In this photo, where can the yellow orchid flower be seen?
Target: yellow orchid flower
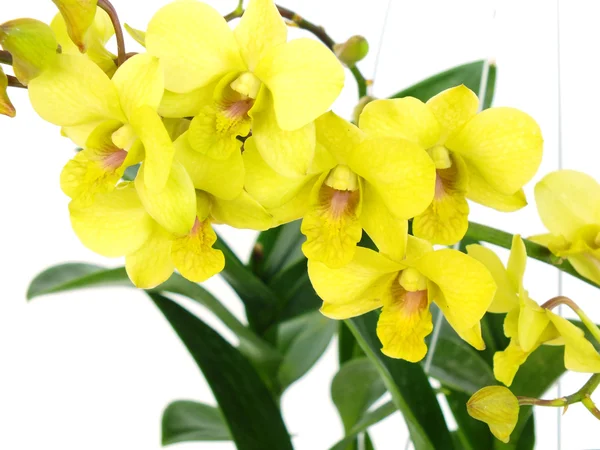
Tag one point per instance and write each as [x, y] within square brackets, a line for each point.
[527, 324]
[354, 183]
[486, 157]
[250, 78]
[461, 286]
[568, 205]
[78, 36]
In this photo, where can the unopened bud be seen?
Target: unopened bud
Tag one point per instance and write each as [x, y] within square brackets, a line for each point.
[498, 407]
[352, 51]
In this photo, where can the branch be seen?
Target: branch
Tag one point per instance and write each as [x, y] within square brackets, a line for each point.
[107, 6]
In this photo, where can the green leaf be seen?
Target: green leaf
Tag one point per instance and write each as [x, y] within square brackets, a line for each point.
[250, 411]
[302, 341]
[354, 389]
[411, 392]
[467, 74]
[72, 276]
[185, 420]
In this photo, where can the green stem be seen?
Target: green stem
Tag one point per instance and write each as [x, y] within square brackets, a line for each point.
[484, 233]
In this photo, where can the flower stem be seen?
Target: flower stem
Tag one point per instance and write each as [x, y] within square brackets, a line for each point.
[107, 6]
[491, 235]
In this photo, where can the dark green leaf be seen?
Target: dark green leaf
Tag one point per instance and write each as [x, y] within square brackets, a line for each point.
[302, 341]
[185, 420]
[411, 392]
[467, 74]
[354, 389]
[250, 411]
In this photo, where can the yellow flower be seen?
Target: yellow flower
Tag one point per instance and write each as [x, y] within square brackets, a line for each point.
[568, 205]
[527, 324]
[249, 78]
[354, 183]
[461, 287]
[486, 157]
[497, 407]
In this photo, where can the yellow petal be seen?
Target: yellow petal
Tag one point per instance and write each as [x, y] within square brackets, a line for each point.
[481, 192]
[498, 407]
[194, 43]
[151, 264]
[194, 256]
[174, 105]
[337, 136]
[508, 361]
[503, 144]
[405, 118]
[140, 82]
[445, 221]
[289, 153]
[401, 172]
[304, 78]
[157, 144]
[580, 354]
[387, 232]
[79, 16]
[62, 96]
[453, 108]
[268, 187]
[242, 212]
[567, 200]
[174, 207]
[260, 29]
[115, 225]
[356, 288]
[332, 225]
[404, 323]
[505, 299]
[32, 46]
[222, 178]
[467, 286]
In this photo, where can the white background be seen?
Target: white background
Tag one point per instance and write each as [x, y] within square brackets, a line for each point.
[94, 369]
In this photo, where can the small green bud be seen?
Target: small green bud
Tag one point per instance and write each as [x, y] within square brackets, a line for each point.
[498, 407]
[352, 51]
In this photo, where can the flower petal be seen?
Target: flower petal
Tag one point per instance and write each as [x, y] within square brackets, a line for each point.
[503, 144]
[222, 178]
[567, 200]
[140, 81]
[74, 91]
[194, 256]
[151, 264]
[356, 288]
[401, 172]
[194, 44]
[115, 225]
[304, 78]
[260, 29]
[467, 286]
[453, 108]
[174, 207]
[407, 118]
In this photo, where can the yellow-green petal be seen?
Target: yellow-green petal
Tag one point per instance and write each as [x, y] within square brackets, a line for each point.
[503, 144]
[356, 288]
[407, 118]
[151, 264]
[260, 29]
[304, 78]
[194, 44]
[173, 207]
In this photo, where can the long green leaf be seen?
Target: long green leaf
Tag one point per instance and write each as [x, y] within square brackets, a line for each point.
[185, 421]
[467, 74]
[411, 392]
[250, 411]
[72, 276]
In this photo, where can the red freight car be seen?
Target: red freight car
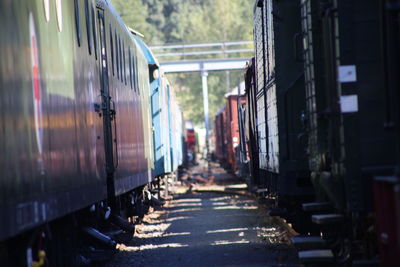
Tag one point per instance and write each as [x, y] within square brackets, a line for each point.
...
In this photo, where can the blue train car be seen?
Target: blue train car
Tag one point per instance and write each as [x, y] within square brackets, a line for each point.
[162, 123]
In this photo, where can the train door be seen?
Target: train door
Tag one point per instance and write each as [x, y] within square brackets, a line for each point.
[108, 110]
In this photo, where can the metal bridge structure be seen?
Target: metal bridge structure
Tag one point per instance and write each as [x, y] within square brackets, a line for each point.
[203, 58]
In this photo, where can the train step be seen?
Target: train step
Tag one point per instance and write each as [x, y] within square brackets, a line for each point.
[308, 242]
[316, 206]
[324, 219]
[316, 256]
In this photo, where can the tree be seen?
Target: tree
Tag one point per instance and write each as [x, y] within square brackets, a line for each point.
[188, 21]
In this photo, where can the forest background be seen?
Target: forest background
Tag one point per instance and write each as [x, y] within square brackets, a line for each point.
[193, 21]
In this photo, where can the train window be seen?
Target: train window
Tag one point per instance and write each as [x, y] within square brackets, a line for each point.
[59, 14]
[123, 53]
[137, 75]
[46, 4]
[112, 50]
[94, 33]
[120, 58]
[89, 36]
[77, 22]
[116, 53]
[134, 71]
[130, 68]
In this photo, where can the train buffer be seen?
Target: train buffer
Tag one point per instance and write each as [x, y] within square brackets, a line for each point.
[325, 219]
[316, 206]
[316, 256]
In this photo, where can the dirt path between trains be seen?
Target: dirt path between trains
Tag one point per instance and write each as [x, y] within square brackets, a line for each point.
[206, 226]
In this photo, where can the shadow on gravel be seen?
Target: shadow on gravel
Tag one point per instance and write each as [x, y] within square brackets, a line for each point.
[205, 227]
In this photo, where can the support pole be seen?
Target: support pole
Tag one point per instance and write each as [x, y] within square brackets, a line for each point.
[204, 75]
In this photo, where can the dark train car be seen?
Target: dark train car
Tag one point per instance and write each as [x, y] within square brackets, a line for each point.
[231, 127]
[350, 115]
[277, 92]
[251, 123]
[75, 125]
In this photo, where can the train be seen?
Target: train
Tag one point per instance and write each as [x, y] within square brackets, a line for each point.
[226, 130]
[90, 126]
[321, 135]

--- What the exercise asks ---
Work out how many lines of the preceding data contain the word "tree". Reply with that number only.

--- Answer to the problem ---
2